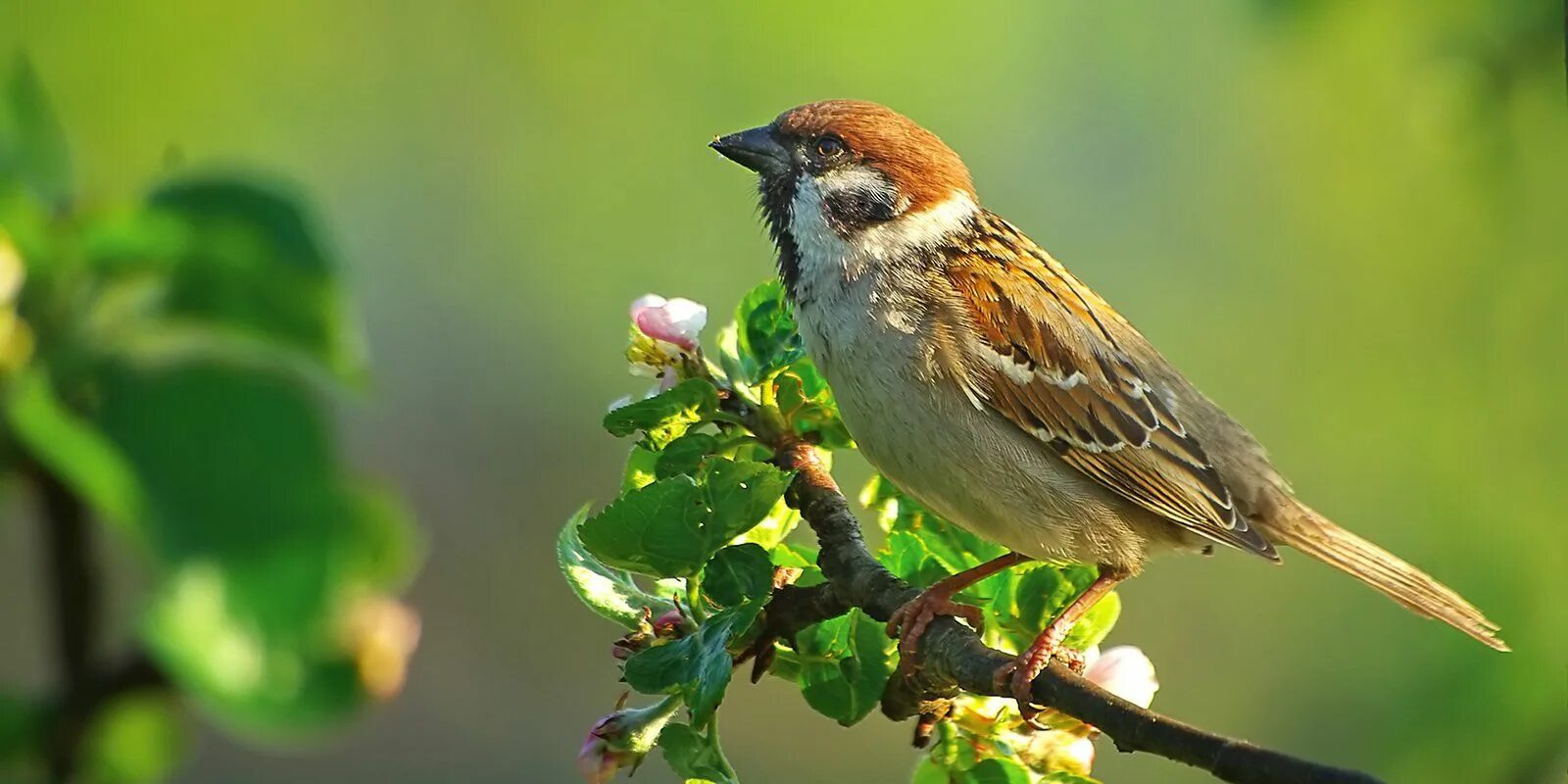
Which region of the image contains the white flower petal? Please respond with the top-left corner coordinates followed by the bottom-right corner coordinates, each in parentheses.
top-left (1084, 645), bottom-right (1160, 708)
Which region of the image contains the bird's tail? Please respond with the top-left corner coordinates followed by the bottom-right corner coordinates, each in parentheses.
top-left (1265, 499), bottom-right (1508, 651)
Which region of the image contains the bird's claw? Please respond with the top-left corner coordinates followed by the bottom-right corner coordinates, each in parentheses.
top-left (888, 591), bottom-right (985, 677)
top-left (993, 641), bottom-right (1087, 729)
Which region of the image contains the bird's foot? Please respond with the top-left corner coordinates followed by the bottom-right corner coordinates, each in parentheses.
top-left (888, 586), bottom-right (985, 677)
top-left (993, 627), bottom-right (1085, 729)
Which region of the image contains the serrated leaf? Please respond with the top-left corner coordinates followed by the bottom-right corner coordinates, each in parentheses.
top-left (795, 609), bottom-right (892, 726)
top-left (0, 57), bottom-right (71, 206)
top-left (604, 378), bottom-right (718, 449)
top-left (703, 543), bottom-right (773, 607)
top-left (735, 277), bottom-right (805, 382)
top-left (577, 476), bottom-right (718, 577)
top-left (5, 367), bottom-right (143, 525)
top-left (659, 724), bottom-right (740, 784)
top-left (555, 505), bottom-right (674, 629)
top-left (701, 458), bottom-right (792, 547)
top-left (147, 175), bottom-right (364, 378)
top-left (624, 602), bottom-right (760, 726)
top-left (961, 758), bottom-right (1030, 784)
top-left (654, 433), bottom-right (718, 478)
top-left (768, 543), bottom-right (826, 588)
top-left (773, 358), bottom-right (855, 449)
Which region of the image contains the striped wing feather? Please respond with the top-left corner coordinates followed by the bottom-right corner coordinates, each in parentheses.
top-left (947, 215), bottom-right (1278, 560)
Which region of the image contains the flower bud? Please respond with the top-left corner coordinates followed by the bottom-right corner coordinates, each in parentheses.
top-left (577, 695), bottom-right (680, 784)
top-left (632, 295), bottom-right (708, 353)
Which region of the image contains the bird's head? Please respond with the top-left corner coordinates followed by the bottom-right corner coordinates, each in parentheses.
top-left (710, 100), bottom-right (975, 288)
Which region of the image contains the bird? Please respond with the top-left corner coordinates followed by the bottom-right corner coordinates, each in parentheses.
top-left (710, 100), bottom-right (1508, 721)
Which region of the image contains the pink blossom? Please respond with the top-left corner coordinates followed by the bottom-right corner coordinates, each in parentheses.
top-left (632, 295), bottom-right (708, 351)
top-left (1084, 645), bottom-right (1160, 708)
top-left (577, 695), bottom-right (680, 784)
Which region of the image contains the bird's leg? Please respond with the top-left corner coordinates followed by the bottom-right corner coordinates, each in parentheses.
top-left (888, 552), bottom-right (1032, 676)
top-left (996, 566), bottom-right (1132, 729)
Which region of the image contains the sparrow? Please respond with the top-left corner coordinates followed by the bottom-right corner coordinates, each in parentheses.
top-left (710, 100), bottom-right (1508, 719)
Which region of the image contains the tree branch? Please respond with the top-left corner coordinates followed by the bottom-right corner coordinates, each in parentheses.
top-left (28, 465), bottom-right (165, 784)
top-left (768, 439), bottom-right (1378, 784)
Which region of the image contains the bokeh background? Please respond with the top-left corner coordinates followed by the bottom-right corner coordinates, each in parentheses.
top-left (0, 0), bottom-right (1568, 784)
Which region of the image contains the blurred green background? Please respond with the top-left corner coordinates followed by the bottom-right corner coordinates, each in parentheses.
top-left (0, 0), bottom-right (1568, 784)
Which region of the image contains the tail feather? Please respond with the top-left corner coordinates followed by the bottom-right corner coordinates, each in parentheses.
top-left (1265, 499), bottom-right (1508, 651)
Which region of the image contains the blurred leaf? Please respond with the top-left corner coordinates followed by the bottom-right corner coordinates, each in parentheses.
top-left (577, 476), bottom-right (718, 577)
top-left (659, 724), bottom-right (739, 784)
top-left (909, 758), bottom-right (954, 784)
top-left (795, 609), bottom-right (892, 726)
top-left (147, 177), bottom-right (363, 374)
top-left (703, 544), bottom-right (773, 607)
top-left (1061, 591), bottom-right (1121, 651)
top-left (6, 367), bottom-right (141, 525)
top-left (102, 366), bottom-right (404, 731)
top-left (961, 758), bottom-right (1030, 784)
top-left (0, 57), bottom-right (71, 206)
top-left (604, 378), bottom-right (718, 449)
top-left (625, 602), bottom-right (762, 726)
top-left (703, 458), bottom-right (792, 547)
top-left (0, 693), bottom-right (44, 773)
top-left (735, 277), bottom-right (805, 384)
top-left (81, 693), bottom-right (191, 784)
top-left (555, 505), bottom-right (674, 629)
top-left (654, 433), bottom-right (718, 478)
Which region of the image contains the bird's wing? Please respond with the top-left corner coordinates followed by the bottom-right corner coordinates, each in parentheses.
top-left (947, 214), bottom-right (1278, 560)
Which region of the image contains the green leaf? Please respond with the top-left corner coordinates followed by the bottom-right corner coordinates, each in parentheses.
top-left (577, 476), bottom-right (723, 577)
top-left (768, 543), bottom-right (826, 588)
top-left (621, 444), bottom-right (661, 492)
top-left (1040, 770), bottom-right (1100, 784)
top-left (795, 609), bottom-right (892, 726)
top-left (5, 367), bottom-right (141, 525)
top-left (703, 458), bottom-right (792, 547)
top-left (624, 602), bottom-right (762, 726)
top-left (0, 58), bottom-right (71, 206)
top-left (100, 367), bottom-right (416, 732)
top-left (654, 433), bottom-right (718, 480)
top-left (909, 758), bottom-right (954, 784)
top-left (604, 378), bottom-right (718, 449)
top-left (703, 544), bottom-right (773, 607)
top-left (147, 175), bottom-right (364, 376)
top-left (555, 505), bottom-right (674, 629)
top-left (81, 693), bottom-right (191, 784)
top-left (735, 277), bottom-right (805, 384)
top-left (0, 693), bottom-right (47, 773)
top-left (961, 758), bottom-right (1030, 784)
top-left (659, 724), bottom-right (740, 784)
top-left (773, 358), bottom-right (855, 449)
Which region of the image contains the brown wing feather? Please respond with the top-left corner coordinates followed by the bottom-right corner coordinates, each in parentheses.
top-left (947, 214), bottom-right (1278, 560)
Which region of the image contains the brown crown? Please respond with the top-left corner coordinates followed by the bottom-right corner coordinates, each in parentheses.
top-left (774, 100), bottom-right (975, 212)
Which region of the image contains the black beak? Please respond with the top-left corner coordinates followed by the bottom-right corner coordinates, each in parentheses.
top-left (709, 125), bottom-right (790, 174)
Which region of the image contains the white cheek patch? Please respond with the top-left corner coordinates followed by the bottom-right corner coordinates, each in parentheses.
top-left (817, 168), bottom-right (909, 217)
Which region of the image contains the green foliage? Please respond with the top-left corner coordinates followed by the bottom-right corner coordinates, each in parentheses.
top-left (795, 610), bottom-right (894, 726)
top-left (625, 602), bottom-right (762, 726)
top-left (0, 63), bottom-right (418, 782)
top-left (557, 280), bottom-right (1119, 784)
top-left (703, 543), bottom-right (773, 607)
top-left (604, 378), bottom-right (718, 450)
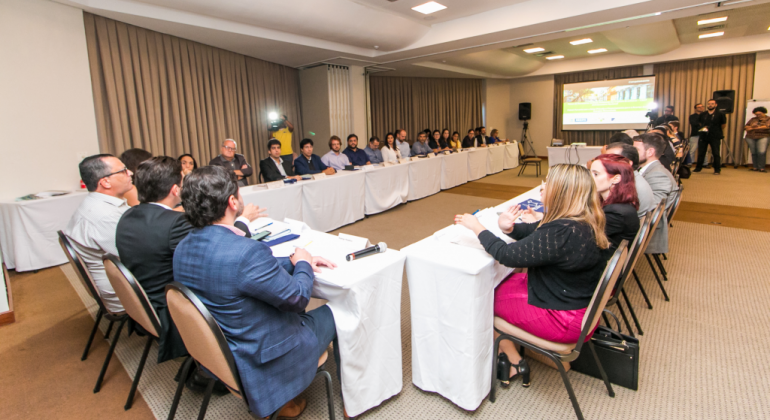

**The problem**: Copy every line of the material above word for word, leaving out the pictures.

**Output of the task**:
Which region of the image contains the white flower petal? Please respond with the top-left corner coordinates followed by the bottom-right corner coordinates, each in parentheses.
top-left (1084, 645), bottom-right (1160, 708)
Which region of the image contains the bird's tail? Please respond with the top-left corner coordinates followed by the bottom-right corner coordinates, each in parentheses.
top-left (1265, 499), bottom-right (1508, 651)
Which region of the image contains the bird's claw? Please respond with the top-left corner coordinates followed by the bottom-right corner coordinates, each in parentheses.
top-left (888, 591), bottom-right (985, 677)
top-left (993, 641), bottom-right (1087, 729)
Which region of the image contains the bird's foot? Please respond with the top-left corner coordinates followed by the bottom-right corner coordinates, each in parentheses.
top-left (888, 586), bottom-right (985, 677)
top-left (993, 627), bottom-right (1085, 729)
Which region of the image contains the serrated leaf? Please respond with the top-left corner coordinates followed by the bottom-right corner coordinates, each in parentheses.
top-left (795, 609), bottom-right (892, 726)
top-left (0, 57), bottom-right (71, 206)
top-left (604, 378), bottom-right (718, 449)
top-left (703, 543), bottom-right (773, 607)
top-left (735, 277), bottom-right (805, 382)
top-left (577, 476), bottom-right (718, 577)
top-left (5, 367), bottom-right (143, 525)
top-left (659, 724), bottom-right (740, 784)
top-left (555, 505), bottom-right (674, 629)
top-left (701, 458), bottom-right (792, 547)
top-left (147, 175), bottom-right (364, 378)
top-left (624, 602), bottom-right (760, 726)
top-left (961, 758), bottom-right (1030, 784)
top-left (654, 433), bottom-right (718, 478)
top-left (768, 543), bottom-right (826, 588)
top-left (773, 358), bottom-right (855, 449)
Which region of the image contains the striped wing feather? Please respond with the top-left corner coordinates followed by the bottom-right corner coordinates, each in parentheses.
top-left (947, 215), bottom-right (1278, 560)
Which region of the image contains the flower bud? Please respond with the top-left corner coordinates followed by the bottom-right corner coordinates, each in parentheses.
top-left (577, 695), bottom-right (680, 784)
top-left (632, 295), bottom-right (708, 353)
Which region of the image contains the bird's head? Please respond with the top-left corner coordinates followed by the bottom-right corner coordinates, each in parentheses.
top-left (710, 100), bottom-right (975, 288)
Which region of the image contains the bird? Please respond with the top-left corner coordinates followed by the bottom-right corner coordinates, each in parentheses.
top-left (710, 100), bottom-right (1508, 721)
Which region of the image contains the pink blossom? Please respond with the top-left corner coordinates followed by the bottom-right corner coordinates, each in parentheses.
top-left (632, 295), bottom-right (708, 351)
top-left (1084, 645), bottom-right (1160, 708)
top-left (577, 695), bottom-right (680, 784)
Which region of the image contains the bird's leg? Please respond with the top-left corner coordinates followed by the bottom-right corner coordinates, each in parentheses.
top-left (888, 552), bottom-right (1032, 676)
top-left (996, 566), bottom-right (1132, 729)
Which region of the image contains the sparrow? Please respond with the top-left corner coordinates followed by the bottom-right corner coordinates, each in parentheses.
top-left (710, 100), bottom-right (1508, 719)
Which region of the image contains the tree branch? Please respond with the top-left corner coordinates followed by the bottom-right corner coordinates, each in parentheses.
top-left (28, 465), bottom-right (165, 784)
top-left (768, 439), bottom-right (1378, 784)
Which region of the image contains the bokeh background? Please respond with the top-left corner coordinates followed by the bottom-right corner coordinates, each in parentheses.
top-left (0, 0), bottom-right (1568, 784)
Which region of the image contains the blurred green background? Please respond with the top-left corner coordinates followed by the bottom-right corner coordinates, each in parentheses.
top-left (0, 0), bottom-right (1568, 784)
Which region of the image contains the tail feather? Please respond with the top-left corner coordinates followed by the bottom-right corner coordinates, each in parentheses.
top-left (1265, 499), bottom-right (1508, 651)
Which region of the image contains the blurred leaf? Please respond with the top-left corner coordinates followed by the bottom-right corner coordinates, each in parentheses.
top-left (577, 476), bottom-right (718, 577)
top-left (659, 724), bottom-right (739, 784)
top-left (909, 758), bottom-right (954, 784)
top-left (795, 609), bottom-right (892, 726)
top-left (147, 177), bottom-right (363, 374)
top-left (703, 544), bottom-right (773, 607)
top-left (1061, 591), bottom-right (1121, 651)
top-left (6, 367), bottom-right (141, 525)
top-left (102, 366), bottom-right (404, 731)
top-left (961, 758), bottom-right (1030, 784)
top-left (0, 57), bottom-right (71, 206)
top-left (604, 378), bottom-right (718, 449)
top-left (625, 602), bottom-right (762, 726)
top-left (703, 458), bottom-right (792, 547)
top-left (0, 693), bottom-right (44, 773)
top-left (735, 277), bottom-right (805, 384)
top-left (81, 693), bottom-right (191, 784)
top-left (555, 505), bottom-right (674, 629)
top-left (654, 433), bottom-right (718, 478)
Which region of the image contains the bird's wing? Please respond with the top-left corner coordinates followed by the bottom-right corner coordinates, each in parentheses.
top-left (947, 214), bottom-right (1278, 560)
Which region of the image contains the green leaf? Please respond with the top-left corner coordinates followed by the bottom-right corner coordinates, each in parentheses.
top-left (577, 476), bottom-right (723, 577)
top-left (768, 543), bottom-right (826, 588)
top-left (621, 444), bottom-right (661, 492)
top-left (1040, 770), bottom-right (1100, 784)
top-left (795, 609), bottom-right (892, 726)
top-left (5, 367), bottom-right (141, 525)
top-left (703, 458), bottom-right (792, 547)
top-left (624, 602), bottom-right (762, 726)
top-left (0, 58), bottom-right (71, 206)
top-left (100, 367), bottom-right (416, 732)
top-left (654, 433), bottom-right (718, 480)
top-left (909, 758), bottom-right (954, 784)
top-left (604, 378), bottom-right (718, 449)
top-left (703, 544), bottom-right (773, 607)
top-left (147, 175), bottom-right (364, 376)
top-left (555, 505), bottom-right (674, 629)
top-left (81, 693), bottom-right (191, 784)
top-left (735, 277), bottom-right (805, 384)
top-left (0, 693), bottom-right (47, 773)
top-left (961, 758), bottom-right (1030, 784)
top-left (659, 724), bottom-right (740, 784)
top-left (773, 358), bottom-right (855, 449)
Which region of the image contains the brown wing feather? Please respond with the top-left corner coordinates followed by the bottom-right corner coordinates, each in parentheses.
top-left (947, 214), bottom-right (1278, 560)
Which region of the image contains the brown crown? Please respond with the top-left corner coordinates followed by the bottom-right corner coordinates, each in parentheses.
top-left (774, 100), bottom-right (975, 212)
Which region of the image contains the black beak? Please respond with the top-left corner coordinates followed by the bottom-right corner coordinates, each in parentheses.
top-left (709, 125), bottom-right (790, 174)
Which region of the image contains the white cheek patch? Please respond with the top-left corner coordinates followed by the bottom-right corner coordinates, each in parentheses.
top-left (817, 168), bottom-right (909, 217)
Which region of the image contains the green foliage? Please respond with the top-left corner coordinates followed by the bottom-right corner coordinates, each in parentheses.
top-left (795, 610), bottom-right (894, 726)
top-left (625, 602), bottom-right (762, 726)
top-left (0, 63), bottom-right (418, 782)
top-left (557, 280), bottom-right (1119, 784)
top-left (703, 543), bottom-right (773, 607)
top-left (604, 378), bottom-right (718, 450)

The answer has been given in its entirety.